__To do__: Please write out the data below word for word, leaving out the pictures.
## Begin Provided records
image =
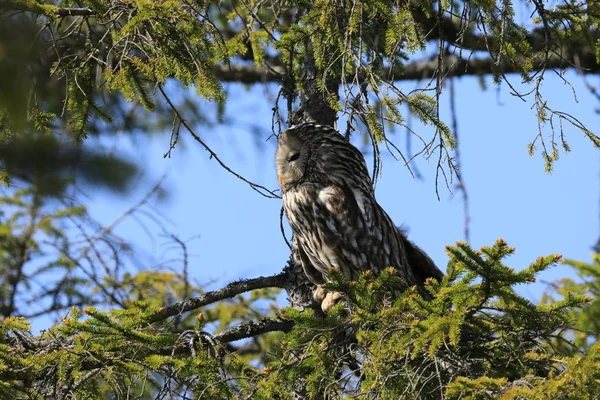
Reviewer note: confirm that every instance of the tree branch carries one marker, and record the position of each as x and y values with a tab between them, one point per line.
581	60
254	328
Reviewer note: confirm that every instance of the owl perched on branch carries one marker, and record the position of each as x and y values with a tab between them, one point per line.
336	222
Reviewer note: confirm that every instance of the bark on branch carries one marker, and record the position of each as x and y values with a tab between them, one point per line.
582	60
227	292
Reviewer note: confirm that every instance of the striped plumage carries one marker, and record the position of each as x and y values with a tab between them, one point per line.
330	204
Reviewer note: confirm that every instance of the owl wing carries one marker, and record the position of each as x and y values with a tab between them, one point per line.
348	228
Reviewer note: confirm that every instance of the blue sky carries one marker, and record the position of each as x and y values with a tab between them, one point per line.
511	197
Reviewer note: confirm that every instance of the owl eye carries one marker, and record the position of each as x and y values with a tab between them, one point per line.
294	156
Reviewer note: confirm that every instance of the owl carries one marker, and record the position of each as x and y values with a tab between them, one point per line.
330	204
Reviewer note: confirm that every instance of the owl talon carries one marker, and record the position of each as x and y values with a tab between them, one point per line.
319	294
331	299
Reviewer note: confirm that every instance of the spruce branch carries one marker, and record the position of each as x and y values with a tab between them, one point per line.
227	292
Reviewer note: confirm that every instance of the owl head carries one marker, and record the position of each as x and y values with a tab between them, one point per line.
318	154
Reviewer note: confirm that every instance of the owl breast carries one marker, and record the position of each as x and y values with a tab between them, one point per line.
332	230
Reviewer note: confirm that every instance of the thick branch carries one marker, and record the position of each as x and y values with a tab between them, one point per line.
227	292
582	61
254	328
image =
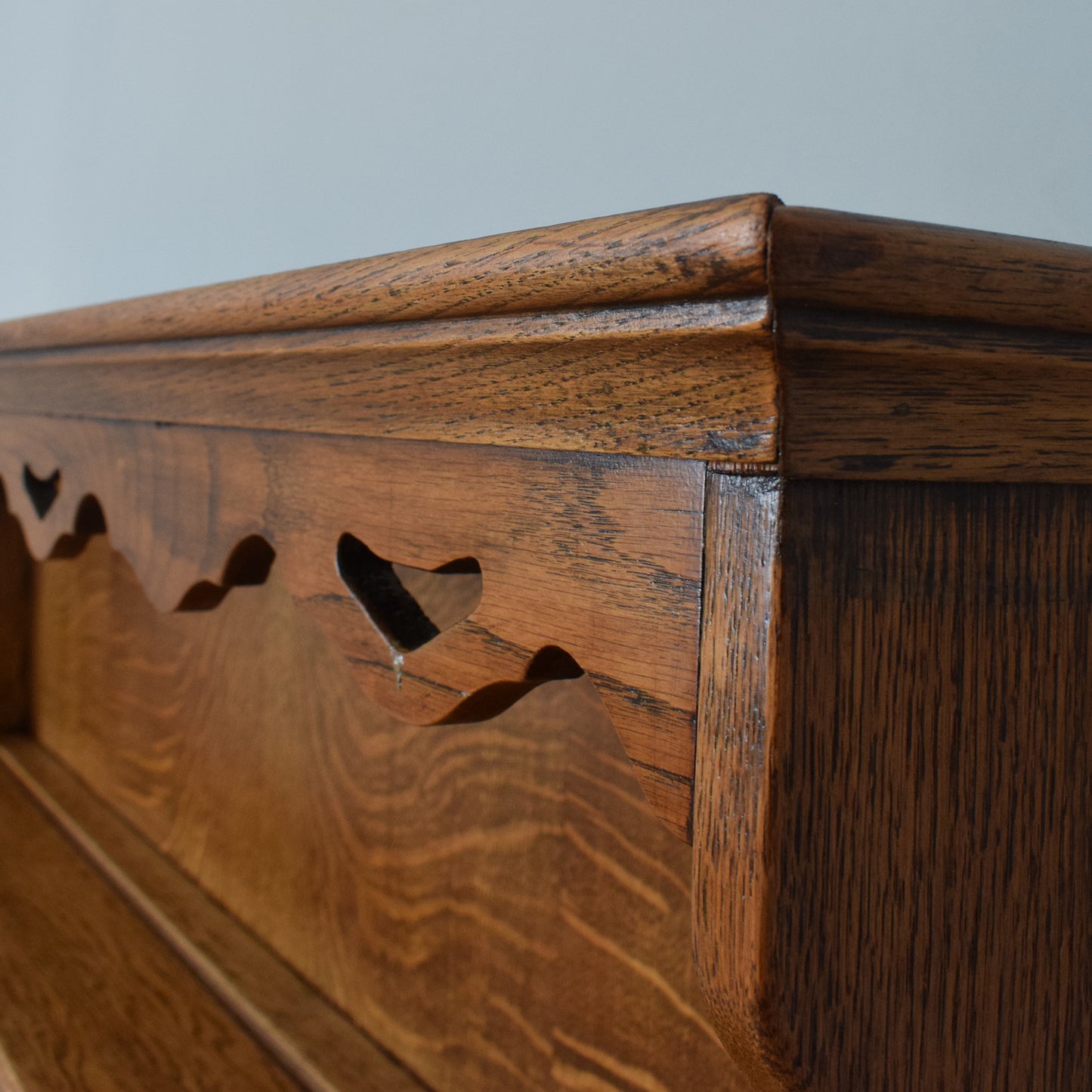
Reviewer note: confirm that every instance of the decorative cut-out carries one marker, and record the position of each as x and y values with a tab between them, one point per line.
549	664
248	565
409	606
42	491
## End Provided records
__Task answer__:
image =
Reviewer note: confirm that every instance of the tree branch carries one marker, and record the position of each as x and y values with a tab between them, one point per line.
581	60
254	328
Reviewer note: confirm that every instance of the owl perched on branch carries one marker, and record the position of each as x and y values with a tab between them, one point per line.
336	222
Reviewer note: confirm that every instance of the bark on branch carries one marker, and record the position of each as x and y values with a tab between them, one point per line.
582	60
227	292
Reviewer note: confirm that every instance of the striped plumage carries one marker, and record the position of each as x and y values with a tab between them, one point per line.
330	204
Reviewer note: confirm that every instance of the owl wing carries one marker, and record the position of each as x and y values with a tab between them, one point per line.
348	228
Reviewer note: confirm that every instance of the blue sky carries one marker, and record the position of each as x and y values with a tab between them, one point per line.
511	197
Reviewer note: confirm that every instance of the owl eye carries one marker, and record the position of each as x and y values with a tab between them, one point per line.
294	156
Reviewer note: confirm that every instance of the owl carries one marker, and record the position of each as x and y values with a tab between them, one point per line.
330	204
Reviewer note: confirm that every instance of the owl talon carries one marker, and record the position of each as x and y values with a tab between them, one point per line.
319	294
331	299
Reviewer note: confirm that every instance of the spruce branch carries one marker, and record the position of each as x and y values with a tab between them, one point per line.
227	292
Reviewer note: confirm that every instance of the owl head carries one marker, and record the position of each as x and y values with a tab between them, one point per line.
318	154
Reviewer note: confirm that every instance of the owl breast carries one marker, and record the position of each as x and y values with a tab between them, one point per line.
332	230
Reviewer note: confirm that every instance of the thick branch carries one marker, and record the position of each as x and y values with a tab between them, one point per line.
227	292
582	61
254	328
image =
Reviewer note: confirm that every instance of the decorative cut-out carries one marker, and record the position of each as x and y values with a tab between them, one point per line.
549	664
248	565
409	606
42	491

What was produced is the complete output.